Extracted data entries
────────────────
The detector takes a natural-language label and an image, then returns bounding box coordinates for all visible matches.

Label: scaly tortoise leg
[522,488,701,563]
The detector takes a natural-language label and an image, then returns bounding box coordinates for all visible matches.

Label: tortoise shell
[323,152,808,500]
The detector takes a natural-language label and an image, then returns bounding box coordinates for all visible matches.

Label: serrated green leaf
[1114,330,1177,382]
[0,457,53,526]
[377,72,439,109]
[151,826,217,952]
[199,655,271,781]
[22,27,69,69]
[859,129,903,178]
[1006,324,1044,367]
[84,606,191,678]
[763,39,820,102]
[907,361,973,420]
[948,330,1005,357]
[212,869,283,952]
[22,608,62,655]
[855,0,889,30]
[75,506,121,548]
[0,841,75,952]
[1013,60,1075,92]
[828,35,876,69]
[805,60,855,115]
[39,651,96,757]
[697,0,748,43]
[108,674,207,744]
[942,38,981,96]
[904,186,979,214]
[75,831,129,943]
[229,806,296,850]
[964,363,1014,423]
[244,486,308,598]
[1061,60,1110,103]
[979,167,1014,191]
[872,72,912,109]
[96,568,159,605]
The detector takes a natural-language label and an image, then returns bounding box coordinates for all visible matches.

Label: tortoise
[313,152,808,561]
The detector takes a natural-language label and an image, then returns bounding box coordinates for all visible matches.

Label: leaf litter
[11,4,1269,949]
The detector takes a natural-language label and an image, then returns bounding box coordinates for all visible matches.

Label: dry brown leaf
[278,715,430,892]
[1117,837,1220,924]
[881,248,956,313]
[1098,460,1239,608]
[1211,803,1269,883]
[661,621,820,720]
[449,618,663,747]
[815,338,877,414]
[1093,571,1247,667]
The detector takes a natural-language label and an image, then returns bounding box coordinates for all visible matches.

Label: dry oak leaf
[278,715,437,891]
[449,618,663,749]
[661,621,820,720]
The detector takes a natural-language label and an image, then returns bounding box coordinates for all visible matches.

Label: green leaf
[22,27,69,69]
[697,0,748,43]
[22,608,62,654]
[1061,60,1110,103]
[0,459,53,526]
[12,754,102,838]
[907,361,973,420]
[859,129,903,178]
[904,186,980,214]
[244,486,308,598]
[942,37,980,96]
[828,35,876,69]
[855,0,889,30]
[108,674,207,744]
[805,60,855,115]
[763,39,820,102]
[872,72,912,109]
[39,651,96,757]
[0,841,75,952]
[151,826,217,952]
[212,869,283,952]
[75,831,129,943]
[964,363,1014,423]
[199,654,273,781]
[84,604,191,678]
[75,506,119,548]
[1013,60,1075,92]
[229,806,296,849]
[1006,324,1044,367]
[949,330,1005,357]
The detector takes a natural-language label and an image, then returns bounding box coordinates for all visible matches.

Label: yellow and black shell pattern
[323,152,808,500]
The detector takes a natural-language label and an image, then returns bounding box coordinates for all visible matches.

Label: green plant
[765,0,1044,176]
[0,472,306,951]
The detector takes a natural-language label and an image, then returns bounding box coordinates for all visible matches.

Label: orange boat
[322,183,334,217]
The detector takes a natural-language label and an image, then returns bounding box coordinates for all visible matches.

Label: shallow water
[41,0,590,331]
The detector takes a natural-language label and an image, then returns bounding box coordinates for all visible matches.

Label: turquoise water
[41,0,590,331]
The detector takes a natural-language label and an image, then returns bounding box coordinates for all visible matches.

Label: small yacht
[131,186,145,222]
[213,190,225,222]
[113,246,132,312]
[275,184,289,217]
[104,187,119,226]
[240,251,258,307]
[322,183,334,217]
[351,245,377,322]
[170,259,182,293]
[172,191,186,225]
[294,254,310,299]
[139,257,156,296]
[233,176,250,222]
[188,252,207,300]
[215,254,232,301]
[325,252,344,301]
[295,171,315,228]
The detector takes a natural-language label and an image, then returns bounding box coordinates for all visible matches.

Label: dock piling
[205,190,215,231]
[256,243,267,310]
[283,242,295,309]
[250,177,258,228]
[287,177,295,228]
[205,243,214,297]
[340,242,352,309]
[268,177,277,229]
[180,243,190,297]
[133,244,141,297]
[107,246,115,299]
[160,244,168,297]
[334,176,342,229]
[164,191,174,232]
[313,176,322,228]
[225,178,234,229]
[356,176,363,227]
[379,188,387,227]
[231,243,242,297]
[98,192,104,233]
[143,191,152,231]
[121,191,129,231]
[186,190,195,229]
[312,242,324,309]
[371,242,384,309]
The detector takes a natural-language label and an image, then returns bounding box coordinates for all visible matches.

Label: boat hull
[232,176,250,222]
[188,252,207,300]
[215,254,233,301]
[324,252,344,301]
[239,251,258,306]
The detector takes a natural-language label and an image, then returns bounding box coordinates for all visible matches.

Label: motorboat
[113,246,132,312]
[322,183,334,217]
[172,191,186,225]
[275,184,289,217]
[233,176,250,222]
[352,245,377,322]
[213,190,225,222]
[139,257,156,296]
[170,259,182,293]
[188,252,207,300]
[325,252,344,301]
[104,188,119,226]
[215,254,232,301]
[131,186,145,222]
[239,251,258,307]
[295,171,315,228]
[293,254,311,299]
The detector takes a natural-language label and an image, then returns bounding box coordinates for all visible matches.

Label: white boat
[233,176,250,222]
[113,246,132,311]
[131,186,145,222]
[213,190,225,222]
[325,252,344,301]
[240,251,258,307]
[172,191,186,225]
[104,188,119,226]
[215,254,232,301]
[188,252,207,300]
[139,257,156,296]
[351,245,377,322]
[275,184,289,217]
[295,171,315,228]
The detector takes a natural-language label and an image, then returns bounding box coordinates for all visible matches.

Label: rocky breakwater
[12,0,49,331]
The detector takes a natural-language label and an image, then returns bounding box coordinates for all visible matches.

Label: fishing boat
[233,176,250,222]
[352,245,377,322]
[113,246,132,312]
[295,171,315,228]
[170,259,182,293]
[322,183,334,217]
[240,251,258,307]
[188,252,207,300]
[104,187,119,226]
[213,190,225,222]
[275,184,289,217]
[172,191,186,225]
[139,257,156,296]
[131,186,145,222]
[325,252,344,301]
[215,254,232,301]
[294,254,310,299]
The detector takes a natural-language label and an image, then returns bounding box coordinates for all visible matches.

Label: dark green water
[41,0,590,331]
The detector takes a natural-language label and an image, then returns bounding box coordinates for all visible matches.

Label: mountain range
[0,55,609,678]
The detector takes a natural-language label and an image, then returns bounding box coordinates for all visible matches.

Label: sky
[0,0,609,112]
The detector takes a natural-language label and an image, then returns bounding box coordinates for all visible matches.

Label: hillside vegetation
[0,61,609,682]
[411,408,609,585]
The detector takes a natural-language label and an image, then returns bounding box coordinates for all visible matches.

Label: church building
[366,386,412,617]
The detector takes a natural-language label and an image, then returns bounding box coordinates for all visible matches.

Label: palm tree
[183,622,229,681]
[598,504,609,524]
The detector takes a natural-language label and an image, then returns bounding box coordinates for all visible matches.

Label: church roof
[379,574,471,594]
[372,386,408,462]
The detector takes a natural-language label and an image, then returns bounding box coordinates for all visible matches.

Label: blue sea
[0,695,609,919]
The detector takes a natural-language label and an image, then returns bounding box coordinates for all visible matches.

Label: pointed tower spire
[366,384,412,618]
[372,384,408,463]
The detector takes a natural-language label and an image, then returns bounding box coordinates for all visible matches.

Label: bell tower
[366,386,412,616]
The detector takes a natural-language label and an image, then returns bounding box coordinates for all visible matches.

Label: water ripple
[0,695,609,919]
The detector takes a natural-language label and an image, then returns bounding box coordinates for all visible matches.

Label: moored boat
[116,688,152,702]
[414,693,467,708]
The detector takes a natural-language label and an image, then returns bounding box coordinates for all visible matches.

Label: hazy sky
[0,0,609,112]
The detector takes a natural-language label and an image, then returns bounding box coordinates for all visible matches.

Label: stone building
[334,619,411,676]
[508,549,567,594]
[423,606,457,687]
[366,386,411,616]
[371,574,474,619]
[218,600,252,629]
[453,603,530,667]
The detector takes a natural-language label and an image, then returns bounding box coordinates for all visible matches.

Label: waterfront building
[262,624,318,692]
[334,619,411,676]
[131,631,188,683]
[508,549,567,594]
────────────────
WHAT THIS TASK INVOLVES:
Rewrite everything from the start of the listing down to the line containing "[1093,571,1247,667]", replacing "tortoise" with "turtle" wherever it occurs and leaving all else unchanged.

OUTPUT BELOW:
The detector takes a natural-language label and an image, then returns bounding box coordinates for all visible matches.

Label: scaly turtle leg
[522,488,701,563]
The detector takes a natural-language label and an image, then returns bounding box coordinates for all visible matches.

Label: turtle shell
[323,152,808,500]
The detector takes a natural-language label and an image, then returns bounding box coordinates for all visible matches.

Label: serrated green leaf
[1114,330,1177,382]
[0,457,53,526]
[377,72,439,109]
[151,826,217,952]
[199,655,271,781]
[22,27,69,69]
[859,129,903,178]
[1006,324,1044,367]
[84,606,191,678]
[763,39,820,102]
[907,361,973,420]
[948,330,1005,357]
[212,869,283,952]
[22,608,62,655]
[855,0,889,30]
[75,506,121,548]
[0,841,75,952]
[1013,60,1075,92]
[828,35,876,69]
[805,60,855,115]
[39,651,96,757]
[697,0,748,43]
[108,674,207,744]
[942,38,981,96]
[904,186,979,214]
[75,831,129,943]
[229,806,296,850]
[964,363,1014,423]
[244,486,308,598]
[1061,60,1110,103]
[979,167,1014,191]
[872,72,912,109]
[96,568,159,605]
The detector takes a natural-language label and an image, then returns bounding box coordinates for all visible matches.

Label: turtle
[313,152,808,561]
The detector takes a natural-language label and an image, then returns bounding box coordinates for all visible matches.

Label: leaf litter
[11,4,1269,949]
The detector takes a natural-language label and an image, then returns bounding box coordinates for all visible matches.

Label: dry brown leaf
[278,715,430,892]
[1117,837,1220,924]
[881,248,956,313]
[1098,460,1239,608]
[1211,803,1269,883]
[661,621,820,720]
[449,618,663,747]
[815,338,877,414]
[1093,571,1247,667]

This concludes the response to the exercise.